#### SUPPLIED DATA
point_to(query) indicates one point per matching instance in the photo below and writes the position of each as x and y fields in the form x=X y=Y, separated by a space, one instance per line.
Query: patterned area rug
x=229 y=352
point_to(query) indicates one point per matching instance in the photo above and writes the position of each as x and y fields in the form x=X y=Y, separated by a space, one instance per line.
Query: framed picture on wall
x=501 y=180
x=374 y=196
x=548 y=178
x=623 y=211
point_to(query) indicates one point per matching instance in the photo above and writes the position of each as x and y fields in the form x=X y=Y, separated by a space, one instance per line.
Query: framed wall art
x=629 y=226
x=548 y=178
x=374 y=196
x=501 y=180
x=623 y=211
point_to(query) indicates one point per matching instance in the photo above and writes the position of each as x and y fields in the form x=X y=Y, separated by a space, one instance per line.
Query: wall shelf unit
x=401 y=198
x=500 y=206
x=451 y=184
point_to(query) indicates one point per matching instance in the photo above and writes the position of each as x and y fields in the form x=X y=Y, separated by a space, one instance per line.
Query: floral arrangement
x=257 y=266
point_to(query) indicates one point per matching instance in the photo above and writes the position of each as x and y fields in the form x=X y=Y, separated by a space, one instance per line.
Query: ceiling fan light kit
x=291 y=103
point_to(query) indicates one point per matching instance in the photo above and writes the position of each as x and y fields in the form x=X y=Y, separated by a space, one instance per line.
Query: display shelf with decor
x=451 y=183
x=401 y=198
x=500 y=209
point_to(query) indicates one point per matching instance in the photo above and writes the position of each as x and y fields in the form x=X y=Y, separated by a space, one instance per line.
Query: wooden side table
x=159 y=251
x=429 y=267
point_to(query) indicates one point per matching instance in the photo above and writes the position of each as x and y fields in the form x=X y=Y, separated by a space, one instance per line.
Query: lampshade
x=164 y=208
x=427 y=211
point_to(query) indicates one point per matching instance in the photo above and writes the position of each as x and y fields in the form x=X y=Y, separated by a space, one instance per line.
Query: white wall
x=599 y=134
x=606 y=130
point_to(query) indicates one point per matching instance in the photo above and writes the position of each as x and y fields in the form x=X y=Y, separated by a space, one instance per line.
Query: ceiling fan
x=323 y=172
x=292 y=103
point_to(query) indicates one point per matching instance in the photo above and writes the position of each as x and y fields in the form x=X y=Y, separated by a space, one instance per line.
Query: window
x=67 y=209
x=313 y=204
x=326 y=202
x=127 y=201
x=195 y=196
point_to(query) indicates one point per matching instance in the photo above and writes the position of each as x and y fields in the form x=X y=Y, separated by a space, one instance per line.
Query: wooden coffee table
########
Can you reproduce the material from its first line through the line containing "x=500 y=209", with every line kept but each x and y coordinate scaled by 2.25 and rounded to a whole number, halves rounded up?

point_to(query) indicates one point per matching instance in the photo below and writes the position of each as x and y fields in the form x=X y=Y, separated by a space, one instance per line.
Query: patterned area rug
x=515 y=792
point_to(query) indicates one point per matching instance in the photo above and writes the position of each as x and y fields in the form x=X y=Y, separated by a space, one instance per line.
Query: framed picture on wall
x=1127 y=405
x=842 y=441
x=1233 y=401
x=1402 y=475
point_to(query) indicates one point per matching instance in the photo above and writes the position of each as x and y fields in the form x=X y=Y, separated by a space, one instance per line.
Query: framed wall art
x=1415 y=509
x=1233 y=401
x=842 y=441
x=1127 y=405
x=1402 y=475
point_to(query) indicates one point per matching instance in the photo above and writes the position of each as x and y fields in the form x=X y=Y, separated by a space, one instance per line.
Query: wall shelf unit
x=902 y=446
x=1125 y=464
x=1015 y=414
point_to(query) indicates one point per matching instance in the photo above and writes the position of each as x and y fields in the form x=X y=Y, separated by a space, one instance per line.
Query: floral arrangement
x=578 y=599
point_to(query) indicates one point per matching instance in the photo above and writes the position of each as x and y fields in the form x=X y=Y, separated by a space, one instance per line.
Query: ceiling fan light kit
x=655 y=232
point_to(query) indicates one point per matching instance in the photo above and writes the position of each as x and y fields in the form x=X y=Y, separated by a space, one instance per line.
Query: display shelf with decor
x=1015 y=412
x=902 y=446
x=1125 y=470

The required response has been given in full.